— Soal Latihan 1 —
Menurut ulasan film ini, pada tanggal berapa rumah Miss Peregrine hancur akibat bom tentara Jerman?

=== Kutipan Teks ===

07 October 2016

Movie Review: Miss Peregrine's Home for Peculiar Children (2016)


"These children must be as crazy as their headmaster."

Sebelum dipoles oleh Christopher Nolan dan kemudian dibawa bertemu berbagai “kebisingan” oleh Zack Snyder karakter Batman dan dunia yang ia punya di layar lebar pernah identik dengan gloomy but artsy, a wicked world of misfits and psycho yang bergembira layaknya sebuah fashion show, style over substance di tangan Tim Burton yang gemar bergembira bersama horror, playfulness, dan tentu saja visual. Mengacu pada tiga hal terakhir tadi dapat dikatakan kombinasi novel ‘Miss Peregrine's Home for Peculiar Children’ dan Tim Burton merupakan match made in heaven, sebuah fantasy berisikan tragedi dan simpati dipenuhi karakter unik dan aneh seperti kombinasi antara Harry Potter dan X-Men. Apakah ini “match” atau“miss”? Miss Peregrine's Home for Peculiar Children: a robotic fantasy.

Jacob "Jake" Portman (Asa Butterfield) memiliki ikatan yang erat dengan kakeknya Abraham "Abe" Portman (Terence Stamp), sosok yang selalu membacakan dongeng sebelum tidur tentang sebuah rumah berisikan anak-anak yang memiliki kekuatan unik di bawah pimpinan wanita bernama Miss Alma LeFay Peregrine (Eva Green). Suatu ketika musibah menimpa Abe dan kemudian meninggalkan Jake dalam kondisi sepi serta terus dirundung mimpi buruk, dipaksa untuk bertemu psikiater bernama Dr. Golan (Allison Janney) untuk dapat mengatasi kesedihannya. Tapi suatu ketika berawal dari sebuah postcards rasa ingin tahu Jake terhadap kebenaran dari dongeng yang selalu Abe ceritakan itu menjadi besar, bersama sang ayah Franklin (Chris O'Dowd) dia kemudian menuju Wales berharap dapat menemukan rumah Miss Peregrine. 

Rumah itu masih ada namun telah hancur akibat bom dari tentara Jerman pada tanggal 3 September 1943. Di sana Jake bertemu dengan Emma (Ella Purnell), remaja aerokinetic yang dapat memanipulasi udara, dan setelah pertemuan itu berbagai hal aneh kemudian datang menghampiri Jake salah satunya terkait ruang dan waktu yang ia jalani. Bertemu dengan sosok yang ia cari serta teman baru yang unik dari Bronwyn (Pixies Davies), Olive (Lauren McCrostie), hingga Enoch (Finlay MacMillan), Jake kemudian belajar tentang time loops yang digunakan oleh para Ymbrynes untuk melindungi anak asuhnya dari makhluk menyerupai monster bernama Hollowgast atau The Hollows, kelompok yang di bawah pimpinan Mr. Barron (Samuel L. Jackson) sangat membutuhkan para peculiar children agar dapat memulihkan eksperimen mereka.

=== Bahan Latihan ===

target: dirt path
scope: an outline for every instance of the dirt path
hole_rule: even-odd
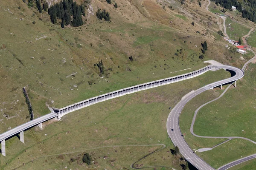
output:
[[[209,11],[209,12],[212,12],[210,11],[209,11],[208,10],[208,7],[210,5],[210,4],[211,4],[211,1],[210,1],[210,0],[208,0],[208,4],[207,5],[207,6],[206,6],[206,10],[207,11]],[[216,14],[215,14],[213,13],[212,13],[212,14],[215,14],[216,16],[218,16],[218,17],[219,17],[220,18],[221,18],[222,19],[222,20],[223,20],[223,28],[224,28],[224,35],[225,35],[225,36],[226,36],[226,37],[227,37],[227,38],[228,38],[228,39],[229,39],[229,37],[228,36],[228,35],[227,35],[227,32],[226,32],[226,26],[225,26],[225,22],[226,22],[226,17],[223,16],[220,16],[220,15],[218,15]],[[218,22],[218,24],[219,25],[219,26],[220,26],[220,28],[221,27],[221,24],[220,24],[220,23],[219,23],[219,22]]]
[[[242,40],[243,40],[243,42],[244,43],[244,45],[245,45],[248,46],[248,44],[247,44],[247,41],[246,40],[246,38],[248,37],[251,34],[252,31],[253,31],[254,30],[254,28],[251,28],[250,31],[248,33],[248,34],[244,37],[242,37]]]
[[[29,164],[29,163],[32,162],[32,161],[34,162],[37,159],[40,159],[41,158],[46,158],[46,157],[47,157],[58,156],[61,155],[68,155],[68,154],[76,153],[83,152],[84,152],[84,151],[86,151],[87,150],[95,150],[95,149],[101,149],[101,148],[108,148],[108,147],[140,147],[140,146],[157,146],[157,145],[161,145],[161,146],[162,146],[163,147],[159,149],[156,149],[156,150],[154,150],[154,151],[148,154],[147,155],[145,155],[145,156],[144,156],[142,158],[140,158],[138,161],[137,161],[134,163],[132,164],[131,165],[131,167],[133,169],[138,169],[145,168],[147,168],[148,167],[166,167],[168,168],[174,170],[174,169],[173,169],[172,167],[164,166],[161,166],[161,165],[156,165],[156,166],[151,166],[151,167],[142,167],[141,168],[136,168],[134,167],[134,164],[135,163],[136,163],[137,162],[139,162],[143,159],[145,159],[147,157],[148,157],[149,155],[152,154],[153,153],[154,153],[155,152],[159,151],[162,150],[162,149],[165,148],[166,147],[166,146],[165,145],[165,144],[135,144],[135,145],[114,145],[114,146],[102,146],[102,147],[93,147],[92,148],[84,149],[83,150],[77,150],[76,151],[74,151],[74,152],[64,153],[56,153],[56,154],[55,154],[46,155],[45,156],[39,157],[35,158],[33,159],[32,159],[31,161],[29,161],[26,163],[24,163],[24,164],[22,164],[20,166],[19,166],[19,167],[18,167],[15,169],[13,169],[13,170],[14,170],[18,169],[20,168],[21,168],[21,167],[24,167],[25,165],[27,164]]]

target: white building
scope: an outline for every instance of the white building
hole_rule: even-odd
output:
[[[240,49],[237,49],[236,51],[239,53],[241,54],[244,54],[247,53],[246,50],[240,50]]]

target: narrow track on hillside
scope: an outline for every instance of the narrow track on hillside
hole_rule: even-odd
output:
[[[208,0],[208,2],[209,2],[209,3],[207,5],[207,7],[206,7],[206,10],[208,11],[209,11],[208,10],[208,7],[209,6],[211,2],[209,0]],[[224,23],[223,23],[223,26],[224,27],[224,34],[227,36],[227,37],[228,37],[228,36],[227,36],[227,34],[226,32],[226,28],[225,28],[225,19],[226,18],[224,17],[221,17],[221,17],[221,18],[222,18],[224,20]],[[247,34],[245,35],[244,37],[244,38],[243,39],[243,41],[244,41],[244,43],[245,43],[245,44],[247,45],[247,42],[245,40],[245,37],[246,37],[247,36],[249,36],[250,35],[250,34],[251,32],[253,30],[253,28],[252,28],[250,31],[249,32],[249,33],[248,33]],[[244,41],[245,42],[244,42]],[[251,51],[252,52],[253,52],[254,54],[254,57],[253,58],[252,58],[251,59],[249,60],[248,61],[247,61],[244,65],[244,66],[242,67],[242,70],[244,71],[244,70],[245,70],[245,68],[246,68],[246,67],[247,66],[247,65],[248,65],[248,64],[251,62],[253,60],[255,60],[255,59],[256,59],[256,54],[255,53],[255,52],[253,51],[253,50],[251,48],[249,48],[248,49],[249,50]],[[227,90],[228,90],[228,89],[231,86],[231,84],[230,85],[226,88],[226,89],[222,93],[222,94],[221,94],[218,97],[217,97],[216,98],[212,100],[211,101],[208,102],[203,105],[201,105],[201,106],[200,106],[199,107],[198,107],[197,110],[195,110],[195,114],[194,115],[194,116],[193,118],[193,119],[192,121],[192,122],[191,123],[191,125],[190,126],[190,132],[191,133],[196,136],[196,137],[201,137],[201,138],[227,138],[229,139],[235,139],[235,138],[239,138],[239,139],[245,139],[245,140],[247,140],[250,142],[251,142],[255,144],[256,144],[256,142],[255,142],[255,141],[253,141],[252,140],[251,140],[249,139],[248,138],[244,138],[244,137],[239,137],[239,136],[199,136],[199,135],[197,135],[196,134],[195,134],[194,133],[194,130],[193,130],[193,126],[194,126],[194,125],[195,124],[195,119],[196,117],[196,116],[197,115],[197,113],[198,111],[198,110],[201,108],[202,108],[205,105],[207,105],[209,103],[210,103],[212,102],[214,102],[215,101],[217,100],[217,99],[220,99],[221,97],[225,93],[227,92]],[[229,168],[230,167],[231,167],[232,166],[235,166],[236,165],[238,164],[240,164],[242,162],[244,162],[245,161],[247,161],[248,160],[250,160],[250,159],[253,159],[254,158],[255,158],[255,157],[256,157],[256,156],[255,156],[255,154],[253,154],[253,155],[250,155],[249,156],[247,156],[247,157],[248,157],[248,158],[247,159],[238,159],[237,160],[232,162],[230,162],[223,166],[222,166],[221,167],[219,168],[219,169],[221,169],[221,170],[226,170],[226,169],[227,169],[228,168]]]

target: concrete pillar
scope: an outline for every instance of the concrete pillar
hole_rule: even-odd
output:
[[[39,128],[40,129],[42,128],[42,122],[41,122],[38,124],[38,127],[39,127]]]
[[[2,155],[5,156],[5,139],[1,142],[1,150],[2,150]]]
[[[24,131],[20,132],[20,140],[22,143],[24,143]]]

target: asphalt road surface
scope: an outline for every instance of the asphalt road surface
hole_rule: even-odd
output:
[[[242,78],[244,75],[243,71],[241,70],[232,66],[221,65],[215,66],[215,68],[228,69],[234,71],[236,73],[236,75],[232,77],[207,85],[183,98],[171,111],[166,123],[166,128],[168,135],[175,145],[178,146],[180,149],[180,153],[184,157],[199,170],[214,170],[214,168],[196,155],[186,143],[184,137],[182,136],[182,134],[179,126],[180,114],[186,103],[195,96],[213,88],[239,79]],[[172,129],[173,129],[173,131],[172,130]]]
[[[21,125],[17,126],[0,134],[0,141],[12,136],[17,134],[17,132],[21,132],[38,125],[39,123],[57,117],[58,114],[55,113],[51,113],[46,115],[35,119],[32,121],[28,122]]]
[[[252,159],[254,159],[254,158],[256,158],[256,153],[250,155],[250,156],[246,156],[243,158],[241,158],[241,159],[236,160],[235,161],[233,161],[232,162],[229,163],[228,164],[222,166],[221,167],[219,167],[218,170],[225,170],[228,169],[228,168],[233,167],[234,166],[236,165],[239,164],[241,164],[242,162],[245,162],[247,161],[249,161],[249,160],[251,160]]]

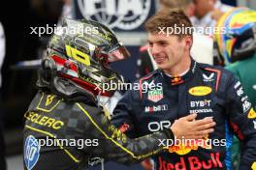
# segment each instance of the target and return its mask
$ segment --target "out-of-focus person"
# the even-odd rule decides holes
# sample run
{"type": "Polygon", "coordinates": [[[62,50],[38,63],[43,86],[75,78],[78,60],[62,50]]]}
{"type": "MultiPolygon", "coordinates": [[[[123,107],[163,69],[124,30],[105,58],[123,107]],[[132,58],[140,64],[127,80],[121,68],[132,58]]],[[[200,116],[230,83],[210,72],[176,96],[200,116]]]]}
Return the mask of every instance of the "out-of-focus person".
{"type": "Polygon", "coordinates": [[[221,3],[220,0],[193,0],[195,5],[194,16],[190,19],[194,27],[214,27],[216,20],[223,13],[233,7],[221,3]]]}
{"type": "Polygon", "coordinates": [[[5,160],[5,140],[3,134],[3,106],[2,106],[2,66],[5,58],[5,33],[2,23],[0,22],[0,169],[6,170],[6,160],[5,160]]]}
{"type": "MultiPolygon", "coordinates": [[[[236,8],[224,14],[219,18],[217,26],[227,28],[226,34],[219,33],[214,36],[217,51],[224,59],[226,69],[240,79],[244,93],[255,108],[256,12],[245,8],[236,8]]],[[[253,117],[253,114],[248,117],[253,117]]],[[[256,122],[254,125],[256,126],[256,122]]],[[[233,169],[238,170],[240,161],[240,148],[237,137],[233,142],[232,159],[233,169]]]]}

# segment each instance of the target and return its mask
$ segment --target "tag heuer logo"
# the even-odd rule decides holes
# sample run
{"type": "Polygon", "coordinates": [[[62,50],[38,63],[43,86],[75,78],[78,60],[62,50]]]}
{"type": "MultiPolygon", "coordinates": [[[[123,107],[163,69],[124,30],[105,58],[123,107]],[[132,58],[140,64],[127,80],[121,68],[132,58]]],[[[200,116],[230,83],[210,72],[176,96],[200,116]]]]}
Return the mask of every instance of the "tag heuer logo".
{"type": "Polygon", "coordinates": [[[148,91],[147,99],[153,102],[157,102],[163,99],[163,90],[152,90],[148,91]]]}

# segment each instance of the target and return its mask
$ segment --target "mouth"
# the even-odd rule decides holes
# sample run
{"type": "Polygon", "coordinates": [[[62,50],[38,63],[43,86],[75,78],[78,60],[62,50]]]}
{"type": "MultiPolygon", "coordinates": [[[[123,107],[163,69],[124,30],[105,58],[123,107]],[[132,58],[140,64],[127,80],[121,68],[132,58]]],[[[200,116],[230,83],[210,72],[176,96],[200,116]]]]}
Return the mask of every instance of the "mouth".
{"type": "Polygon", "coordinates": [[[165,57],[156,57],[156,58],[154,58],[154,61],[155,61],[155,63],[156,63],[157,65],[162,64],[165,60],[166,60],[165,57]]]}

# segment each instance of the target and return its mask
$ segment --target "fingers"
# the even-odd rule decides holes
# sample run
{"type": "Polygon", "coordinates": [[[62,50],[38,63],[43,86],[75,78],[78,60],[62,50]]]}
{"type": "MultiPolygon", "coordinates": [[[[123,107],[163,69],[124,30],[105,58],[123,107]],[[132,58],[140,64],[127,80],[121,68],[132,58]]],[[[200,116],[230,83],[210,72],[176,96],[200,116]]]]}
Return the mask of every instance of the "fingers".
{"type": "Polygon", "coordinates": [[[188,116],[185,116],[184,118],[185,118],[187,121],[193,121],[193,120],[196,119],[196,117],[197,117],[197,114],[194,113],[194,114],[190,114],[190,115],[188,115],[188,116]]]}

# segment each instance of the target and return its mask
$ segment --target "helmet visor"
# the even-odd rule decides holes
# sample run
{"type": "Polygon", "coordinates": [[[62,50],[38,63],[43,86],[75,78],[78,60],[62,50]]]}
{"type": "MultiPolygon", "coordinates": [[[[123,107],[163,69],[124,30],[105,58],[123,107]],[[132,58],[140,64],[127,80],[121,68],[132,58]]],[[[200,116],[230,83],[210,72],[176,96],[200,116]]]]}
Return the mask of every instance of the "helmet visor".
{"type": "Polygon", "coordinates": [[[116,62],[130,57],[129,51],[123,45],[115,47],[109,53],[109,62],[116,62]]]}

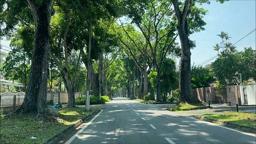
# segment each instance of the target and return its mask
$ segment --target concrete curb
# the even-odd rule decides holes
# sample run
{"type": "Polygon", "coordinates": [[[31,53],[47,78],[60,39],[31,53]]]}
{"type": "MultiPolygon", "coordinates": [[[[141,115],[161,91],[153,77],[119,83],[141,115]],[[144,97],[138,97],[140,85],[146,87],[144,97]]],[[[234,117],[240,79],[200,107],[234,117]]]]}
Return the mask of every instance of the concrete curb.
{"type": "MultiPolygon", "coordinates": [[[[196,110],[196,109],[207,109],[207,107],[206,106],[202,106],[202,107],[195,107],[195,108],[187,108],[187,109],[183,109],[182,110],[178,110],[178,111],[189,111],[189,110],[196,110]]],[[[169,110],[167,109],[167,110],[169,110]]],[[[177,111],[175,110],[170,110],[169,111],[177,111]]]]}
{"type": "Polygon", "coordinates": [[[233,123],[229,122],[221,122],[214,119],[207,118],[204,116],[201,116],[201,117],[200,118],[200,119],[204,121],[206,121],[206,122],[220,124],[222,126],[224,126],[226,127],[228,127],[233,128],[234,129],[242,130],[246,132],[256,133],[256,129],[254,129],[253,127],[251,127],[250,126],[247,126],[239,125],[238,124],[233,123]]]}
{"type": "Polygon", "coordinates": [[[61,131],[61,132],[59,132],[54,136],[46,140],[43,143],[52,144],[52,143],[58,143],[59,141],[61,140],[66,136],[65,135],[66,133],[71,132],[72,131],[75,130],[76,127],[77,127],[78,126],[79,126],[81,124],[82,124],[83,122],[85,122],[87,119],[90,118],[92,116],[94,115],[95,114],[99,113],[99,112],[100,111],[100,110],[99,109],[93,111],[92,113],[86,116],[84,118],[80,119],[76,123],[69,125],[66,129],[61,131]]]}

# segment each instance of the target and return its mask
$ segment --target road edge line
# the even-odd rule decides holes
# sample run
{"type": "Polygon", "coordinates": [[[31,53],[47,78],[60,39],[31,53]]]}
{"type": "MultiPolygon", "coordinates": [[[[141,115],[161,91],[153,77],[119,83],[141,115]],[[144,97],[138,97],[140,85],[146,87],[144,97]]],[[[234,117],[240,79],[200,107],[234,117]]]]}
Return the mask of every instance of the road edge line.
{"type": "Polygon", "coordinates": [[[241,132],[241,131],[238,131],[238,130],[235,130],[235,129],[233,129],[227,127],[223,126],[221,126],[221,125],[219,125],[215,124],[213,123],[206,122],[206,121],[201,121],[201,120],[199,120],[198,119],[196,119],[196,118],[192,117],[189,117],[190,118],[191,118],[191,119],[195,119],[195,120],[196,120],[196,121],[199,121],[205,123],[210,124],[212,125],[217,126],[219,126],[219,127],[222,127],[222,128],[228,129],[229,130],[231,130],[231,131],[235,131],[235,132],[239,132],[239,133],[243,133],[243,134],[246,134],[246,135],[247,135],[253,136],[253,137],[256,137],[256,134],[253,134],[252,133],[251,134],[251,133],[250,133],[241,132]]]}
{"type": "Polygon", "coordinates": [[[89,126],[89,125],[91,124],[91,123],[102,112],[103,109],[101,109],[101,110],[99,113],[96,116],[94,116],[89,123],[87,123],[79,131],[78,131],[75,135],[74,135],[71,138],[70,138],[66,142],[65,142],[65,144],[69,144],[70,143],[82,132],[83,132],[85,129],[89,126]]]}
{"type": "Polygon", "coordinates": [[[172,140],[171,140],[170,138],[164,138],[164,139],[167,140],[171,144],[175,144],[175,142],[174,142],[172,140]]]}

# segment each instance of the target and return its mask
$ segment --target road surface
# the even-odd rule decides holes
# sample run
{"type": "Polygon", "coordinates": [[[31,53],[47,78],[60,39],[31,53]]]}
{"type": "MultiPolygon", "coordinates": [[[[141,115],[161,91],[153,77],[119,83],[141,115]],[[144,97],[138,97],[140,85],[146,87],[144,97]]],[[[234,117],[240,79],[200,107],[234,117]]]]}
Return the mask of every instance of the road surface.
{"type": "Polygon", "coordinates": [[[255,134],[177,114],[115,98],[66,143],[255,143],[255,134]]]}

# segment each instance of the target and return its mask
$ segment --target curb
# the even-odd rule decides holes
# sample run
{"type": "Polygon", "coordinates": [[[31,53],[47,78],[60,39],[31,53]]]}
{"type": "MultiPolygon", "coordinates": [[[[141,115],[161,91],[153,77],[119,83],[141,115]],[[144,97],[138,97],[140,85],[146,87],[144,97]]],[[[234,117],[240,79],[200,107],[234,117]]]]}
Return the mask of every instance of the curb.
{"type": "Polygon", "coordinates": [[[200,119],[206,122],[218,123],[226,127],[242,130],[246,132],[256,133],[256,129],[247,126],[239,125],[237,124],[230,123],[229,122],[221,122],[214,119],[207,118],[204,116],[201,116],[200,119]]]}
{"type": "Polygon", "coordinates": [[[81,124],[83,123],[83,122],[86,121],[87,119],[88,119],[90,117],[91,117],[92,116],[94,115],[95,114],[99,113],[99,112],[100,111],[100,109],[98,109],[97,110],[95,110],[91,114],[86,116],[85,117],[83,118],[82,119],[79,120],[78,122],[76,123],[75,124],[73,124],[69,126],[68,127],[67,127],[66,129],[64,129],[63,130],[61,131],[61,132],[59,132],[57,134],[55,134],[54,136],[52,137],[52,138],[49,139],[48,140],[45,141],[43,143],[44,144],[52,144],[52,143],[57,143],[60,140],[61,140],[66,135],[65,134],[67,133],[70,132],[71,131],[73,131],[75,130],[76,127],[77,127],[78,126],[79,126],[81,124]]]}
{"type": "MultiPolygon", "coordinates": [[[[206,106],[203,106],[203,107],[195,107],[195,108],[186,108],[186,109],[183,109],[182,110],[178,110],[178,111],[189,111],[189,110],[196,110],[196,109],[207,109],[207,107],[206,106]]],[[[167,109],[167,110],[169,110],[167,109]]],[[[177,111],[175,110],[170,110],[169,111],[177,111]]]]}

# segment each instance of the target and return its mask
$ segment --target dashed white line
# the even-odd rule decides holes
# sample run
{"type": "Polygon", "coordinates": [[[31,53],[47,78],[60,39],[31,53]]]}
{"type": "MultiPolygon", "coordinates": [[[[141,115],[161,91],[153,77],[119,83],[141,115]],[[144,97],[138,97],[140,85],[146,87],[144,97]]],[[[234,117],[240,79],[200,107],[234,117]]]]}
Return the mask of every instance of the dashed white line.
{"type": "Polygon", "coordinates": [[[164,139],[167,140],[171,144],[175,144],[175,142],[174,142],[172,140],[171,140],[170,138],[164,138],[164,139]]]}
{"type": "Polygon", "coordinates": [[[152,124],[149,124],[149,125],[153,128],[153,129],[156,129],[156,127],[154,126],[152,124]]]}
{"type": "Polygon", "coordinates": [[[97,115],[93,118],[92,118],[90,122],[85,124],[85,126],[82,128],[79,131],[78,131],[76,134],[74,135],[73,137],[72,137],[69,140],[68,140],[68,141],[67,141],[65,144],[69,144],[77,136],[83,132],[83,131],[84,130],[84,129],[86,129],[86,127],[96,118],[102,112],[103,109],[101,109],[101,111],[100,111],[98,115],[97,115]]]}

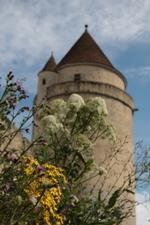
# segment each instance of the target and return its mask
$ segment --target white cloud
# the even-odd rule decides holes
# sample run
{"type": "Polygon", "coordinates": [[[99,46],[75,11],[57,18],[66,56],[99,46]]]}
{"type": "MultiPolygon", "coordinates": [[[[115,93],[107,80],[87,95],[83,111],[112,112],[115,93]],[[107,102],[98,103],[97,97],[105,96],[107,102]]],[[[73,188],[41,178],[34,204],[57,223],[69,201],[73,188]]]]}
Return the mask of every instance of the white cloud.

===

— Soal Latihan 2 —
Kembalikan tanpa perubahan baris-baris dari daftar, mulai dari baris yang memuat "target: concrete pillar" dan berhenti setelah baris yang memuat "[[[24,131],[20,132],[20,140],[22,143],[24,143]]]".

— Jawaban Benar 1 —
Rumah itu hancur pada tanggal 3 September 1943.

— Jawaban Benar 2 —
target: concrete pillar
scope: an outline for every instance of the concrete pillar
hole_rule: even-odd
output:
[[[39,128],[40,129],[42,128],[42,122],[41,122],[38,124],[38,127],[39,127]]]
[[[2,155],[5,156],[5,139],[1,142],[1,150],[2,150]]]
[[[24,131],[20,132],[20,140],[22,143],[24,143]]]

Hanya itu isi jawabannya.